However, in doing so, Frydenberg also reiterated that meeting the 2020 target of 33,00GWh will not be “cost free” and that new coal-fired generation, such as ultra-super-critical power plants, may have a role in providing a stable and “more affordable” low(er) emission electricity network.
Indeed, Frydenberg appeared to suggest that “clean coal” could be an important part of meeting Australia’s Paris climate target of 26-28 per cent, saying that so-called ultra-super-critical plants could reduce emissions by 40 per cent from “business as usual.”
He said Australia would not walk away from its Paris target even if the new Trump administration withdrew its support.
But his language also indicated Australia would not look to increase its target, something that it actually signed up for when it ratified the Paris climate deal that aims to cap average global warming at “well below” 2C and as low as 1.5C.
Most independent analysis suggests that would require emission reduction cuts of at least 45 per cent, but Australia’s emissions have actually risen since it scrapped the carbon price.
Building new “clean coal” plants – with a shelf life of more than 30 years – would make it almost impossible to meet a target of net zero emissions by around 2050, which even the Coalition-friendly Climate Change Authority says should be the country’s target.
In an interview on ABC Radio National Frydenberg temporarily poured cold water on calls from within Coalition ranks that the RET should be scrapped – although that may have more to do with the realities of the Senate than the Coalition’s attachment to building more wind and solar.
While confirming the support for the current RET, he repeated claims that the government will pursue a lower-emission electricity generation portfolio while placing “a priority on affordability and security.”
In the interview, Frydenberg cited the interim Finkel report’s findings that replacing existing coal generation with new ultra-super-critical power stations that emission intensity would be reduced from 820kg/MWh today, to 700kg/MWh.
(Most black coal plants have emissions intensity of more than 1000kg/MWh while brown coal generators have emissions intensity of up to 1400kg/MWh).
However, when pressed as to whether his office has crunched the numbers as to the cost of making the switch towards ultra-super-critical coal technology he was evasive.
“All of these choices do cost, but the point is that we need to achieve more affordable power, but we also need a more stable system,” said Frydenberg. “The integration of renewables into the grid is very challenging because they don’t have the characteristics that coal and gas and hydro do have.
“So if you can get more baseload power in through cleaner coal and gas, then that can provide more stability in the system as well as more affordable prices.”
Finkel’s review also made it clear that while wind and solar do present challenges to the grid, the technologies that could smooth this transition were already available and cost effective, but Australia’s energy policies and rules were not supportive.
Frydenberg also backed Deputy Prime Minister Barnaby Joyce’s statement yesterday that Australia would not follow suit if a Trump administration pulls the U.S. out of the Paris climate change treaty.

:: Information supplied ::

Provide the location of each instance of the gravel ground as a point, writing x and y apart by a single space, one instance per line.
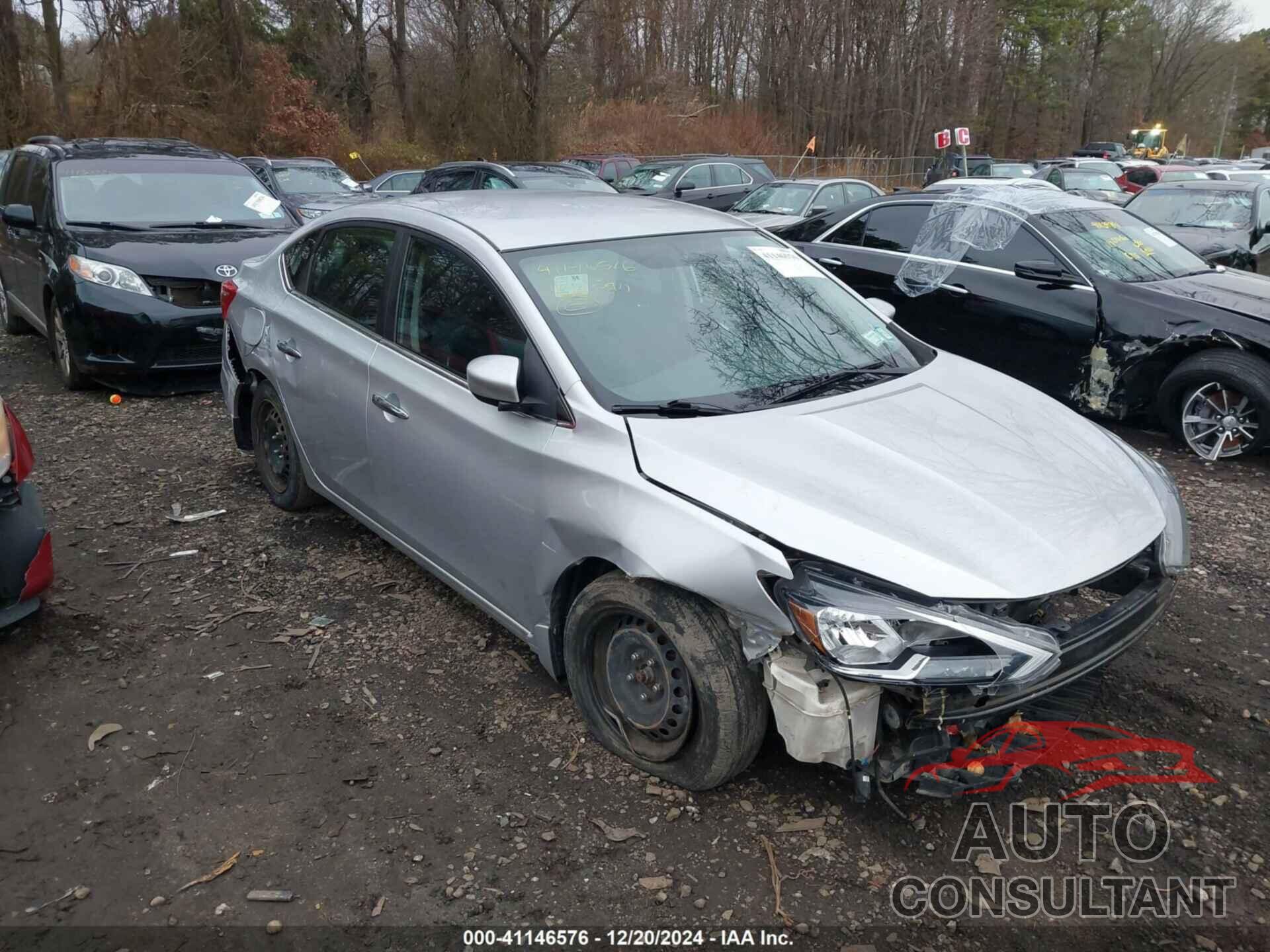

:: Task A ::
Using the article on Frydenberg and clean coal, say whether each statement agrees with it: (i) Frydenberg said Australia would give up its Paris target if the Trump administration withdrew its support; (ii) brown coal generators can have an emissions intensity as high as 1400kg/MWh; (iii) Finkel's review found that the technologies to smooth the shift to wind and solar were not yet available. For each, answer yes or no and quote the deciding words.
:: Task B ::
Reproduce word for word the part of the article on Frydenberg and clean coal from "In an interview" to "up to 1400kg/MWh).".

:: Answer A ::
(i) No: "He said Australia would not walk away from its Paris target even if the new Trump administration withdrew its support."
(ii) Yes: "brown coal generators have emissions intensity of up to 1400kg/MWh"
(iii) No: "the technologies that could smooth this transition were already available and cost effective"

:: Answer B ::
In an interview on ABC Radio National Frydenberg temporarily poured cold water on calls from within Coalition ranks that the RET should be scrapped – although that may have more to do with the realities of the Senate than the Coalition’s attachment to building more wind and solar.
While confirming the support for the current RET, he repeated claims that the government will pursue a lower-emission electricity generation portfolio while placing “a priority on affordability and security.”
In the interview, Frydenberg cited the interim Finkel report’s findings that replacing existing coal generation with new ultra-super-critical power stations that emission intensity would be reduced from 820kg/MWh today, to 700kg/MWh.
(Most black coal plants have emissions intensity of more than 1000kg/MWh while brown coal generators have emissions intensity of up to 1400kg/MWh).